Please reproduce each of the following entries exactly.

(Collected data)
● ● ● ●

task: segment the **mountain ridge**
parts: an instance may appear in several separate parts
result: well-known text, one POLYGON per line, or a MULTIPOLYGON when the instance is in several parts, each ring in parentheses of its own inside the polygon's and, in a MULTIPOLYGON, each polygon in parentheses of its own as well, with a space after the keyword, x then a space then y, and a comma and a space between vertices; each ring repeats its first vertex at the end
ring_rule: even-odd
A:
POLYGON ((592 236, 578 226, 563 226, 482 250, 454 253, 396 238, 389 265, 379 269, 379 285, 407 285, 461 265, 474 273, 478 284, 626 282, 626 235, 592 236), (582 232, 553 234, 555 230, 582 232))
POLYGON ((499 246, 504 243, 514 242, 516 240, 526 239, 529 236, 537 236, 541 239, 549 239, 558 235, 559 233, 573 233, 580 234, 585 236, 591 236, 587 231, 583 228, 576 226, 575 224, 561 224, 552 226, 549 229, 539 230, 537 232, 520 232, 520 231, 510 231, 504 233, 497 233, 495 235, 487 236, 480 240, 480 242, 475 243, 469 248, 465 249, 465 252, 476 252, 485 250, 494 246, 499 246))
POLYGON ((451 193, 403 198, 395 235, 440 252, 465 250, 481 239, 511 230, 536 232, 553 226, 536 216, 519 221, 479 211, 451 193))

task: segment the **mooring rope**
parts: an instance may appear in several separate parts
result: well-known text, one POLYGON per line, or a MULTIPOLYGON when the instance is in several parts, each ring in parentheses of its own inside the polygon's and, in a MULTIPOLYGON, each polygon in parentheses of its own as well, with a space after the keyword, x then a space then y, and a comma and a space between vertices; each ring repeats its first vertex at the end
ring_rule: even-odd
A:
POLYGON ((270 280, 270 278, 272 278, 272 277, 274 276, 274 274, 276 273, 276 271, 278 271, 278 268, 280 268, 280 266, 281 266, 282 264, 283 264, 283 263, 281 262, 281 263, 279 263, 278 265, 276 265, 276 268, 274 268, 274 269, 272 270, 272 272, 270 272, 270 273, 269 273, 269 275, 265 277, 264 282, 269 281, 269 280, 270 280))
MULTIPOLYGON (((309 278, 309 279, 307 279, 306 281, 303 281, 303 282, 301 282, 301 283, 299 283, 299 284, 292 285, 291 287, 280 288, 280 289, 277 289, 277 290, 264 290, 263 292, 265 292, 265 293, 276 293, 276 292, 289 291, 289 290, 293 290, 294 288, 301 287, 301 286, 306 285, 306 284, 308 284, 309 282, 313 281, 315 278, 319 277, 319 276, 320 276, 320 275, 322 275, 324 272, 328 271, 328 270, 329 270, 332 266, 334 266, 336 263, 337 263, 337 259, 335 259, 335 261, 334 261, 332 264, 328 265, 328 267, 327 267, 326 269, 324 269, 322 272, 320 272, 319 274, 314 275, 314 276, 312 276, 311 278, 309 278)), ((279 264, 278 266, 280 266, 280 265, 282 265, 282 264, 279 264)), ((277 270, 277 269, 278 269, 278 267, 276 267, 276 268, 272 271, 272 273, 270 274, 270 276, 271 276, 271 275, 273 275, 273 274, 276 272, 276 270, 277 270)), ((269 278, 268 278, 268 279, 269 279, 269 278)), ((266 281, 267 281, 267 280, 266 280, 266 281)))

● ● ● ●

OUTPUT OF THE EXERCISE:
task: segment the **mountain ridge**
parts: an instance may appear in several separate parts
result: well-known text, one POLYGON per line, or a MULTIPOLYGON when the instance is in several parts, each ring in parentheses of its own inside the polygon's and, in a MULTIPOLYGON, each polygon in parentheses of its own as well, with a space after the keyword, x then a space then y, and a comma and a space between vertices; each ring repeats its first vertex at the end
ring_rule: even-odd
A:
POLYGON ((592 236, 578 226, 563 226, 482 250, 454 253, 396 238, 389 265, 379 269, 379 285, 407 285, 461 265, 474 273, 478 284, 626 282, 626 235, 592 236), (582 232, 553 234, 555 230, 582 232))
POLYGON ((499 246, 504 243, 514 242, 516 240, 526 239, 529 236, 537 236, 541 239, 549 239, 558 235, 559 233, 573 233, 580 234, 585 236, 591 236, 587 231, 583 228, 576 226, 575 224, 561 224, 552 226, 549 229, 539 230, 537 232, 520 232, 520 231, 510 231, 504 233, 497 233, 495 235, 487 236, 480 240, 480 242, 475 243, 469 248, 465 249, 465 252, 476 252, 485 250, 494 246, 499 246))
POLYGON ((451 193, 403 198, 395 235, 440 252, 465 250, 481 239, 511 230, 536 232, 553 226, 536 216, 519 221, 479 211, 451 193))

task: segment the **mooring rope**
parts: an instance may appear in several separate parts
result: well-known text, one POLYGON per line, or a MULTIPOLYGON when the instance is in several parts, each ring in parentheses of its own inside the polygon's and, in a MULTIPOLYGON, each polygon in parentheses of its own as well, with a space after the keyword, x then a space then y, and a comma and a space between vertices; each ring repeats its first vertex at the end
ring_rule: even-odd
A:
POLYGON ((270 280, 270 278, 272 278, 272 277, 274 276, 274 274, 276 273, 276 271, 278 271, 278 268, 280 268, 280 266, 281 266, 282 264, 283 264, 283 263, 281 262, 281 263, 279 263, 278 265, 276 265, 276 268, 274 268, 274 269, 272 270, 272 272, 270 272, 270 273, 269 273, 269 275, 265 277, 264 282, 269 281, 269 280, 270 280))
MULTIPOLYGON (((309 278, 309 279, 307 279, 306 281, 303 281, 303 282, 301 282, 301 283, 299 283, 299 284, 292 285, 291 287, 280 288, 280 289, 277 289, 277 290, 264 290, 263 292, 265 292, 265 293, 276 293, 276 292, 289 291, 289 290, 293 290, 294 288, 301 287, 301 286, 306 285, 306 284, 308 284, 309 282, 313 281, 315 278, 319 277, 319 276, 320 276, 320 275, 322 275, 324 272, 328 271, 328 270, 329 270, 332 266, 334 266, 336 263, 337 263, 337 259, 335 259, 335 261, 334 261, 332 264, 328 265, 328 267, 327 267, 326 269, 324 269, 322 272, 320 272, 319 274, 314 275, 314 276, 312 276, 311 278, 309 278)), ((279 264, 278 266, 280 266, 280 265, 282 265, 282 264, 279 264)), ((277 270, 277 269, 278 269, 278 267, 276 267, 276 268, 272 271, 272 273, 270 274, 270 276, 271 276, 271 275, 273 275, 273 274, 276 272, 276 270, 277 270)), ((269 278, 268 278, 268 279, 269 279, 269 278)), ((266 281, 267 281, 267 280, 266 280, 266 281)))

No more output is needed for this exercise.